Task to carry out - Copy the records from the line with "pants in the image below." to the line with "127;70;280;241", replacing "wooden" with "timber" and keeping everything else unchanged. Omit the pictures.

--------------------------------------------------

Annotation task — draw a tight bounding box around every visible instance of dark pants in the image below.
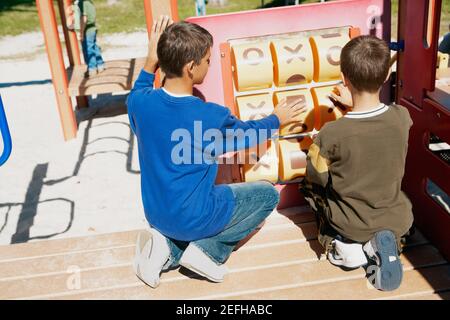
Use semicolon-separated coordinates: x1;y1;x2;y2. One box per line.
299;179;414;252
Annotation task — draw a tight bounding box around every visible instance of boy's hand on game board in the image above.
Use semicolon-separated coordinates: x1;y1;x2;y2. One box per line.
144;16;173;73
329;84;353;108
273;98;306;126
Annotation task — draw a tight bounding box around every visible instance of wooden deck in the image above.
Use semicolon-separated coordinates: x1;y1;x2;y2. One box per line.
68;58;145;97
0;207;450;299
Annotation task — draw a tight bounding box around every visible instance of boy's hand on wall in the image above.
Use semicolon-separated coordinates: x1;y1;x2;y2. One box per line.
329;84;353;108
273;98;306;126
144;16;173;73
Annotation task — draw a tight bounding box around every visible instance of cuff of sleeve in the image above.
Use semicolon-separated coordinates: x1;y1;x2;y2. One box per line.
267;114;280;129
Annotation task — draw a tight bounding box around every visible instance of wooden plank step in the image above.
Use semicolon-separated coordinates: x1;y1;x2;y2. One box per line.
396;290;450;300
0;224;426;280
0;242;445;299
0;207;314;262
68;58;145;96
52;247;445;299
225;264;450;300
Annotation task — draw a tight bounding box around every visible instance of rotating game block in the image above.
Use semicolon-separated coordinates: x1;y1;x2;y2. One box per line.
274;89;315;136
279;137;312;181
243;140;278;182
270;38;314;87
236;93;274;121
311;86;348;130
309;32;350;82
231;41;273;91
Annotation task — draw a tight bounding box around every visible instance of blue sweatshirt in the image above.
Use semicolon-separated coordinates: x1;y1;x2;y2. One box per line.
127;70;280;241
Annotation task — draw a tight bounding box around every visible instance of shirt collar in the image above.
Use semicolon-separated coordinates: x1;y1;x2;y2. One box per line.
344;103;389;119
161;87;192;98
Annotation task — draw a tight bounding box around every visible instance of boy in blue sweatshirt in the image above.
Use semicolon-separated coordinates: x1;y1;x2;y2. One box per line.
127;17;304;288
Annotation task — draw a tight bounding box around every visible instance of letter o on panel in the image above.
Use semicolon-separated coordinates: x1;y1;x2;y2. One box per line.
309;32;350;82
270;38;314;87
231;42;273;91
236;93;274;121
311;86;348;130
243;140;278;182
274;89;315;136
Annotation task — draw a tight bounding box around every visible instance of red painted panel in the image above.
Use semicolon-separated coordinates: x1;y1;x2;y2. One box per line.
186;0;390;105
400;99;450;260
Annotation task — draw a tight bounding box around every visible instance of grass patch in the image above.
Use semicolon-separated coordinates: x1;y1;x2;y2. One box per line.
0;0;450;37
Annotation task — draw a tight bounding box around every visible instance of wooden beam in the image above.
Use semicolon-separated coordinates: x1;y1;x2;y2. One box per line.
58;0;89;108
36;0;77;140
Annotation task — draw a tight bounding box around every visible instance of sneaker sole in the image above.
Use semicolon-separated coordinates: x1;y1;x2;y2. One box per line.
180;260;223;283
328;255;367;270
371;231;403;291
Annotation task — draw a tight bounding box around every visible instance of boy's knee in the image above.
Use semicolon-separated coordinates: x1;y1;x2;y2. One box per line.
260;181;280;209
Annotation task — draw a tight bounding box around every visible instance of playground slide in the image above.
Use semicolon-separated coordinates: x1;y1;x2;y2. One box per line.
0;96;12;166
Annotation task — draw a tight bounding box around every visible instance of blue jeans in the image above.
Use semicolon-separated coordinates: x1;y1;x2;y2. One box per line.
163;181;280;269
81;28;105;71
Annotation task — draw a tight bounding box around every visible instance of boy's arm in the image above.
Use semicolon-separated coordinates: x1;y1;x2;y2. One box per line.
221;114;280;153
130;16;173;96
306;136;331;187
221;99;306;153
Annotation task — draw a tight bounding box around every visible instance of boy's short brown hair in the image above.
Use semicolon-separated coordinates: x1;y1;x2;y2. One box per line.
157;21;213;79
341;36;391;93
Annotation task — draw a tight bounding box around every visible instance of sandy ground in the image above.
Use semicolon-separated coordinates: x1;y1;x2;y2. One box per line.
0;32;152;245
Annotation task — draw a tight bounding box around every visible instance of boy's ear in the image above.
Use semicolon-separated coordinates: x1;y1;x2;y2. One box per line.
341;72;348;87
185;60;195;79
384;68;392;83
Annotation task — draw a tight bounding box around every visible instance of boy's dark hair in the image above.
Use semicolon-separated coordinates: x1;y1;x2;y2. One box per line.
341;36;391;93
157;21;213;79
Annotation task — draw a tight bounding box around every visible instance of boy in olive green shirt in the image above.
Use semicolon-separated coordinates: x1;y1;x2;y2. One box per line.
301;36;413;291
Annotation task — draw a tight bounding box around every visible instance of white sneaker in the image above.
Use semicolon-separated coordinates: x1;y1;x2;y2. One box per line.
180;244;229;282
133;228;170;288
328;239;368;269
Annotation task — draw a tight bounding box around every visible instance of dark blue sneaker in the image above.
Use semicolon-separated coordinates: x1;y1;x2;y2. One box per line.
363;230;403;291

--------------------------------------------------

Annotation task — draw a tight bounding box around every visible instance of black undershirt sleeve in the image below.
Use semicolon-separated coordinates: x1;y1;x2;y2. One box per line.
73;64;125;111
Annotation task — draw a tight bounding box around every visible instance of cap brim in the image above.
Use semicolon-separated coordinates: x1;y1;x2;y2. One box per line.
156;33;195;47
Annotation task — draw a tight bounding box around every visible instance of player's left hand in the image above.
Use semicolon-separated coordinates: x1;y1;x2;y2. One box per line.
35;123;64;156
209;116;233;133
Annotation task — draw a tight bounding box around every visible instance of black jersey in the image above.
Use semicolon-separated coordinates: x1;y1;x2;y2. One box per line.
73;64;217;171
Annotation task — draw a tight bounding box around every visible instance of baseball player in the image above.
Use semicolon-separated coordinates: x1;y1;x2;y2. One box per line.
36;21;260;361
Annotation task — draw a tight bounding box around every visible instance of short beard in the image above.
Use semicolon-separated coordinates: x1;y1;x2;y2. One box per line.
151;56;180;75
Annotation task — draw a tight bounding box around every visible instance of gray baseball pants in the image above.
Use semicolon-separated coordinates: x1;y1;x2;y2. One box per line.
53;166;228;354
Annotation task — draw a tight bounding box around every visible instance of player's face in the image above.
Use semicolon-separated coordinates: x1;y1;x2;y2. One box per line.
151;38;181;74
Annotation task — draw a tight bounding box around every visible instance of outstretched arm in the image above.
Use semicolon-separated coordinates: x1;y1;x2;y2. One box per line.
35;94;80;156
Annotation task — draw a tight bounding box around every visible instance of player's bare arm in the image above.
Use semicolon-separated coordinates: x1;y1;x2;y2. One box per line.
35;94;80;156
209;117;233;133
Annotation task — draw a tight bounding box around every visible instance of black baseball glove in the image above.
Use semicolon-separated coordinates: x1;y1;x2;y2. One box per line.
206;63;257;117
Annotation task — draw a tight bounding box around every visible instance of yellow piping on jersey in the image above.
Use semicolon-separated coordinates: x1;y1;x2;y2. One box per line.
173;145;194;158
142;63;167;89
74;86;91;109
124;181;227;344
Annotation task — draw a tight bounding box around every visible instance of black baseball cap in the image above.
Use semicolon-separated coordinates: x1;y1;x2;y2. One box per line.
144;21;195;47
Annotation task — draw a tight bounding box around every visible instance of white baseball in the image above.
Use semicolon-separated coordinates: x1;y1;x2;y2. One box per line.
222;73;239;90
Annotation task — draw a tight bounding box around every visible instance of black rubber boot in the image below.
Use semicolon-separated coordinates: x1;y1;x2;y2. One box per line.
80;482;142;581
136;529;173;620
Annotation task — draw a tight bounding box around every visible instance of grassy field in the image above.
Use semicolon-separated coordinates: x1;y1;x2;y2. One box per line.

--------------------------------------------------

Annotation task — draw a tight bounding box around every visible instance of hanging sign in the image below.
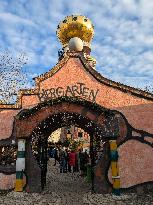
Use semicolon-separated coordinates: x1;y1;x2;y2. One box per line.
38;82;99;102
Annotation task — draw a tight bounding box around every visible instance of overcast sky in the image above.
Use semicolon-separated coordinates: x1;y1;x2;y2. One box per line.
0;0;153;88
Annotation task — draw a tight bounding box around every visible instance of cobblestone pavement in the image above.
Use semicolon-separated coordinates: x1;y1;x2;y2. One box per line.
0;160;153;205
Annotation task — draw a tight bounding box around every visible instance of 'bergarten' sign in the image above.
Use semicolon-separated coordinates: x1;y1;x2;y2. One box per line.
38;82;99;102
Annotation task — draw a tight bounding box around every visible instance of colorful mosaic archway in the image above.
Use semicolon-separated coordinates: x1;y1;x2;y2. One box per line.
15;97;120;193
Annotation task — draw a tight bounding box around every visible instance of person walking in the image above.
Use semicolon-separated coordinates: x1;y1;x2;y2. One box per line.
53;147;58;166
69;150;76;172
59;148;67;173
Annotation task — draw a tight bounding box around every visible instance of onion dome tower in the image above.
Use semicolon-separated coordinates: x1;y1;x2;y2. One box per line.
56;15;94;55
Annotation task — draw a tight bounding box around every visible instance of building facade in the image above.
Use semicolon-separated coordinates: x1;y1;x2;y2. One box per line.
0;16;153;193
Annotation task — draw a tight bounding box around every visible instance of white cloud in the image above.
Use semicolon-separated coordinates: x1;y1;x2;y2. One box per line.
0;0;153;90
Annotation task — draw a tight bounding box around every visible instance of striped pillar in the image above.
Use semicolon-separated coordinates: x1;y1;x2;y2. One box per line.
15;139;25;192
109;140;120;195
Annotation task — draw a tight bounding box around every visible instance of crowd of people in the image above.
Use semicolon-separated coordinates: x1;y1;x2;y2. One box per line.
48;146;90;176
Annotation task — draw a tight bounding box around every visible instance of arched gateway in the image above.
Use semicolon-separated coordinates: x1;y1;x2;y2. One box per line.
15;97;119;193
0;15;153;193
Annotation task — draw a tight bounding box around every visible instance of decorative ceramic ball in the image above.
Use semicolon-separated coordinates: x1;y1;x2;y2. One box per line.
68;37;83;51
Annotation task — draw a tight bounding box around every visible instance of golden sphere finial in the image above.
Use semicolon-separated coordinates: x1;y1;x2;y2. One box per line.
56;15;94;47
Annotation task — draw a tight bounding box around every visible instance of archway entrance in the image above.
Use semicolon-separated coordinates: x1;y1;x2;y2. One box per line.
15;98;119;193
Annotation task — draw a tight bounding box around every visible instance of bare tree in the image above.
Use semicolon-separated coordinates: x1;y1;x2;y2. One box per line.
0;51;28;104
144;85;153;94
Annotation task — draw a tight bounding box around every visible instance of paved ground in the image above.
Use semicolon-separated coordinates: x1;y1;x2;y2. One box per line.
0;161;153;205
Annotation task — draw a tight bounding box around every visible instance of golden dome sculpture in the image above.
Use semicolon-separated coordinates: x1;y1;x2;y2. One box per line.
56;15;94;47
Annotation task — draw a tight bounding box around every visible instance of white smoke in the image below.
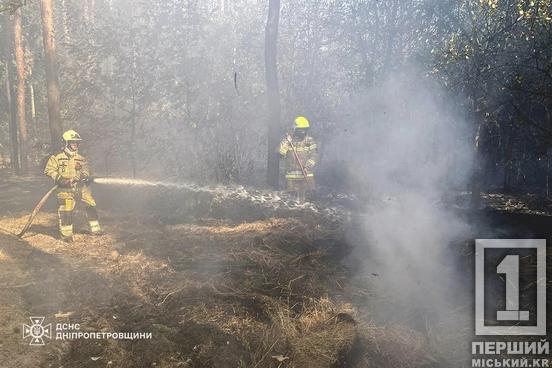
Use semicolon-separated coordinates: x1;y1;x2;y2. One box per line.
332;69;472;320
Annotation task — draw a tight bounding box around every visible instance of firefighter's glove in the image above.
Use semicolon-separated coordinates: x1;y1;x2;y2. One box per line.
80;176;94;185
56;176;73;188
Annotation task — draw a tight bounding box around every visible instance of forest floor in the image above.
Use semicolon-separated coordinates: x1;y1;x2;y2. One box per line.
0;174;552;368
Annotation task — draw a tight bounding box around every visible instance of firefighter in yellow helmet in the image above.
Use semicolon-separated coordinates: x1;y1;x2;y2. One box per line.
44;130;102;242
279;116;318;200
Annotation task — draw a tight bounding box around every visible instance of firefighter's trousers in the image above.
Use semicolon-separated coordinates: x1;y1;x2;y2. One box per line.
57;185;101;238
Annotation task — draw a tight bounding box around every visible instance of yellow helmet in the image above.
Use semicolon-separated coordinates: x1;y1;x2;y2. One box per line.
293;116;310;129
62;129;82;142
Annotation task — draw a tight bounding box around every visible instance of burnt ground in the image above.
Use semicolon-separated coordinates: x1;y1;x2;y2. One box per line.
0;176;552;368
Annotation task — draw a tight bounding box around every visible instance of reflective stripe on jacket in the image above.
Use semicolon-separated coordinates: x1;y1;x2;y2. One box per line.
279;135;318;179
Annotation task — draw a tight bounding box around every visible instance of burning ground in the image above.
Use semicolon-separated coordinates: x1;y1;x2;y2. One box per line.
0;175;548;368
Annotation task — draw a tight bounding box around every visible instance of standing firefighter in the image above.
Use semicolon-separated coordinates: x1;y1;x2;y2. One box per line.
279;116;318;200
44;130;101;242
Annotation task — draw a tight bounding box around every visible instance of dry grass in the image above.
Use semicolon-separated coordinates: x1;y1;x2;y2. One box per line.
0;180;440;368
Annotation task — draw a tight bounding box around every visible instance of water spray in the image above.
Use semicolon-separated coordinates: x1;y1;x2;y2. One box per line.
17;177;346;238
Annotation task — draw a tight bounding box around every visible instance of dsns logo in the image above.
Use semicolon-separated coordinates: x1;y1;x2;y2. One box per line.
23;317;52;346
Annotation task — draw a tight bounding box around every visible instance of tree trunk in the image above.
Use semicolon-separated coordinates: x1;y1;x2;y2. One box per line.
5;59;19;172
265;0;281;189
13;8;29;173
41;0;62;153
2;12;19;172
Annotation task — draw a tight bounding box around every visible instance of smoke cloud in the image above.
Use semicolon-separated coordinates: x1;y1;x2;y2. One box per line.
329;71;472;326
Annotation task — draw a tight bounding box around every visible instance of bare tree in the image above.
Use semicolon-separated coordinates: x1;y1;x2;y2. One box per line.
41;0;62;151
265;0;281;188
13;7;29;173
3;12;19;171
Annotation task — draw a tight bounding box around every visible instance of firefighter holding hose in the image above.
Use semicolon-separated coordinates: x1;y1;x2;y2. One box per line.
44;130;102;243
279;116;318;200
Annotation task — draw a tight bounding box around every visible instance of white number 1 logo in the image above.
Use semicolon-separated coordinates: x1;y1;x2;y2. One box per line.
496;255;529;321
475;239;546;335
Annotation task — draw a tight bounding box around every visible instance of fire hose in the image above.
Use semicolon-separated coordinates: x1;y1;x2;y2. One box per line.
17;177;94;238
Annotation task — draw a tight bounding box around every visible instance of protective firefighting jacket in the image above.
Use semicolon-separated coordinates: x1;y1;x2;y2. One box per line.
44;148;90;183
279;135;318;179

--------------------------------------------------

Answer to the problem -
Annotation task — draw a tight bounding box around every visible instance of dark pants in the image below.
Use semicolon-separated coordinates: x1;y1;x2;y2. One box per line.
299;179;414;252
Annotation task — draw a tight bounding box around every visible instance of boy's hand on game board in the image above.
Use semicolon-separated coordinates: x1;y1;x2;y2. One box per line.
144;16;173;73
329;84;353;108
273;98;306;126
Annotation task — draw a tight bounding box around every visible instance of timber deck in the image above.
Use semicolon-separated coordinates: x1;y1;x2;y2. One box per line.
68;58;145;97
0;207;450;299
Annotation task — draw a tight bounding box around every visible instance of boy's hand on wall in the image above.
Use semicolon-separated coordinates: x1;y1;x2;y2. One box per line.
329;84;353;108
273;98;306;126
144;16;173;73
Annotation task — draw a tight bounding box around every visible instance of cuff of sleeve in the image above.
Use semicolon-separated coordinates: x1;y1;x2;y2. One box per line.
267;114;280;129
Annotation task — draw a tight bounding box around every visible instance of timber plank step in the image above.
Use semicolon-separated coordinates: x1;y1;x2;y2. One box per line.
396;290;450;300
0;224;426;280
0;242;445;299
0;207;314;262
68;58;145;96
52;247;445;299
225;264;450;300
Annotation task — draw a tight bounding box around every visible instance of rotating game block in the image above.
Use semicolon-separated coordinates: x1;y1;x2;y2. One box per line.
274;89;315;136
279;137;312;181
243;140;278;182
270;38;314;87
236;93;274;121
311;86;348;130
309;32;350;82
231;41;273;91
Annotation task — draw a tight bounding box around every visible instance of blue sweatshirt in the image above.
Use semicolon-separated coordinates: x1;y1;x2;y2. One box per line.
127;70;280;241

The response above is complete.